■ TEXT SEGMENT
Saturday, 4 April 2020

Movie Review: White Bird In A Blizzard (2014)


A mystery and psychological drama, White Bird In A Blizzard combines dysfunctional family issues with burgeoning lust cutting across generations.

In a small suburban town, the world of 17 year old Kat Connors (Shailene Woodley) is upended when her mother Eve (Eva Green) suddenly disappears. Kat's father Brock (Christopher Meloni) is equally stunned, while her stoner boyfriend Phil (Shiloh Fernandez) makes matters worse by immediately losing interest in intimacy.

In flashbacks Kat recalls the loveless marriage between her parents, with Eve an emotionally suffocated stay-at-home mother sensing her life slipping away. She grows increasingly resentful as Kat blossoms into the woman she once was, and Eve starts to exhibit an uncomfortable sexual interest in Phil. Back in the present, Kat is dealing with her anguish by meeting with therapist Dr. Thaler (Angela Bassett) and planning a seduction of hunky Detective Scieziesciez (Thomas Jane), who is investigating the disappearance case.

■ MATERIAL SUPPLIED
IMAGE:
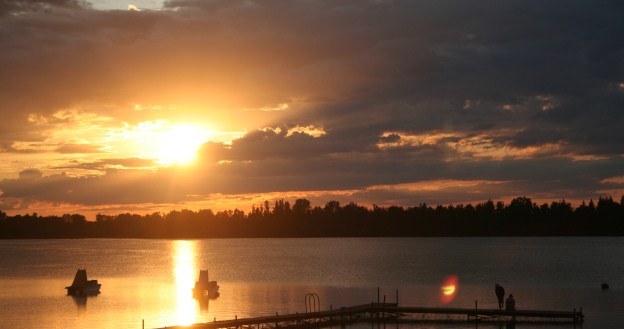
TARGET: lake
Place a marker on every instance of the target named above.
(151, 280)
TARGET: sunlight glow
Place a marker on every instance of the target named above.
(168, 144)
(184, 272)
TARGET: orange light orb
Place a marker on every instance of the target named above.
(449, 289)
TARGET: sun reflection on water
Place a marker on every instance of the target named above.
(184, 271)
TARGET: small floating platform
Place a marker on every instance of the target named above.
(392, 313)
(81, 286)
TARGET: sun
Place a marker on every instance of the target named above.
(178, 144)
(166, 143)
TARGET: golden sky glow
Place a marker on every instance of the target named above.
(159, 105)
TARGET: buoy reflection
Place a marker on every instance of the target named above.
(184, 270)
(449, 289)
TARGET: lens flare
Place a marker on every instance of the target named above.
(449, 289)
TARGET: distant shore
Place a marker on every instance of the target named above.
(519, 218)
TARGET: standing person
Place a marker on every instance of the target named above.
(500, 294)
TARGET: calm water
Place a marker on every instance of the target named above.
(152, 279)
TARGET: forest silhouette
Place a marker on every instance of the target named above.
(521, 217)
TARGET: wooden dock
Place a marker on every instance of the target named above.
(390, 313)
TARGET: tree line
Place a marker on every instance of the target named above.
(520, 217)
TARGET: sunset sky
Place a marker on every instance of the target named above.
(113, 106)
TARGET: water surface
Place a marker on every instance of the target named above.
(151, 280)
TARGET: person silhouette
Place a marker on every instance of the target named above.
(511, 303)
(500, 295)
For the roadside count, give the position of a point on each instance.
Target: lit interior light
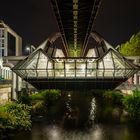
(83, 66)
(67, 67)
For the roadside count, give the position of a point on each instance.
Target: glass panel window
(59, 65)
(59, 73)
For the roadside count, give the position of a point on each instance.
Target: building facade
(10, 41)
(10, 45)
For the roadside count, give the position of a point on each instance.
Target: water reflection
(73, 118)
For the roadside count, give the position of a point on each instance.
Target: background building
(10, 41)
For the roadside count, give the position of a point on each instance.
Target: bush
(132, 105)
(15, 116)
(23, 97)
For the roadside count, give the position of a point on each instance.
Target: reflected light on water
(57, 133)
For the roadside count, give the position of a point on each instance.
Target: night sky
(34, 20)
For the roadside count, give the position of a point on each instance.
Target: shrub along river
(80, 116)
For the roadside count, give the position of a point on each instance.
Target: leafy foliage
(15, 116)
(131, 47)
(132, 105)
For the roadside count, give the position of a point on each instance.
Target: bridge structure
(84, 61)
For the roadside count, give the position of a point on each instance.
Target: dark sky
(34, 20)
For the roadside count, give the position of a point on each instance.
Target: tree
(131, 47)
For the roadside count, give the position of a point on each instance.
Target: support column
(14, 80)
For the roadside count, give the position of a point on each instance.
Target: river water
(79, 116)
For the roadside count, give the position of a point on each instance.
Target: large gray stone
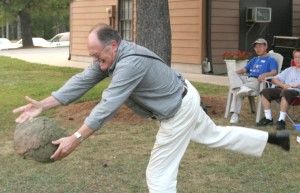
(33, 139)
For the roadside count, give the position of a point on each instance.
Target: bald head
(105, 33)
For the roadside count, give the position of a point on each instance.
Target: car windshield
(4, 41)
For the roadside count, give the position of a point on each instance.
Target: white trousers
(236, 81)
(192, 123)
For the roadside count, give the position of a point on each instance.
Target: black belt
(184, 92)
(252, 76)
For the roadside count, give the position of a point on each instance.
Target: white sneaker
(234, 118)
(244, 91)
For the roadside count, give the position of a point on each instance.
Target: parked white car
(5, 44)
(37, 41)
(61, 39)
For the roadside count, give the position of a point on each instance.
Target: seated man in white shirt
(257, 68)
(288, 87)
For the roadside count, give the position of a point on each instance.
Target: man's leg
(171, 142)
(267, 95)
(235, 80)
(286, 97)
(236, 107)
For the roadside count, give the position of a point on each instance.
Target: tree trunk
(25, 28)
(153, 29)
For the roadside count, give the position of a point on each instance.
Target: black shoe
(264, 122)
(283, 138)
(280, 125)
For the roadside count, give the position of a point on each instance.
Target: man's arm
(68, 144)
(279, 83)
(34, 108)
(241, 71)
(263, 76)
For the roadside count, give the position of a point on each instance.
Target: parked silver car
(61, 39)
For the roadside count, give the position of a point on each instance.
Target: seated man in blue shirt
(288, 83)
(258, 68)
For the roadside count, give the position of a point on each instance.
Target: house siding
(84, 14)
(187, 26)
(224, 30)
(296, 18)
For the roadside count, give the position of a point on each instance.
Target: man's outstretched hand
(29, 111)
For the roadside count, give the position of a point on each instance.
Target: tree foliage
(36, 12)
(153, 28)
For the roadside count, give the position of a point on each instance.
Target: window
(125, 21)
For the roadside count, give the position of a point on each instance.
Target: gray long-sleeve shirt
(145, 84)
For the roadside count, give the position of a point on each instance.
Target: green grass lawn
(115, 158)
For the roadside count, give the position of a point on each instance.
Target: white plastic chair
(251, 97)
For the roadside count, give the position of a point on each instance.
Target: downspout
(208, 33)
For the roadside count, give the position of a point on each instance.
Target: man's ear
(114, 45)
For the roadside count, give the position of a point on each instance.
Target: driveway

■ EXERCISE TASKS
(A) Quote the movie review word for word, starting at "Movie Review: White" and ending at "interest in intimacy.".
(B) Write the next part of the review of White Bird In A Blizzard, picking up after its final sentence.
The records that come after the movie review are separate material and have no connection to it.

■ ANSWER SECTION
(A)
Movie Review: White Bird In A Blizzard (2014)


A mystery and psychological drama, White Bird In A Blizzard combines dysfunctional family issues with burgeoning lust cutting across generations.

In a small suburban town, the world of 17 year old Kat Connors (Shailene Woodley) is upended when her mother Eve (Eva Green) suddenly disappears. Kat's father Brock (Christopher Meloni) is equally stunned, while her stoner boyfriend Phil (Shiloh Fernandez) makes matters worse by immediately losing interest in intimacy.

(B)
An independent production written, directed and co-produced by Gregg Araki, White Bird In A Blizzard boasts Shailene Woodley in fine form, but otherwise suffers from graceless execution. While the slow revelation of Eve's mystery and the accompanying interpersonal complexities swirling around Kat hold some interest, the emotions are often too close to the surface, and many scenes land with amateurish awkwardness. Phil's "I'm looking for the cat" poolside routine with Eve purring at him borders on a porn parody.

Which is unfortunate, because the film touches on several worthwhile themes. Eve (the name representing womanhood) is struggling with an unappreciated life spent serving her husband, the vitality of youth now a long lost memory. And Araki presents a relatively original take on the mother-daughter bond, here Eve descending into outright jealousy and embarking on a Mrs. Robinson quest to entrap Kat's boyfriend Phil. Meanwhile Kat is mimicking her mother's tendencies to seek sexual thrills across generations with Scieziesciez.

But most of the narrative arcs are eventually abandoned, and many other threads fall flat. The therapist sessions are an utter waste of Angela Bassett, Kat's high school friends suffer from wedged-in diversity, and the entire rushed third act, set two years after Eve's disappearance, emits a first draft stink. A late twist is inconsistent with everything preceding it but is nevertheless presented with dumbfounding dispassion.

White Bird In A Blizzard occasionally flutters but mostly disappears against the horizon.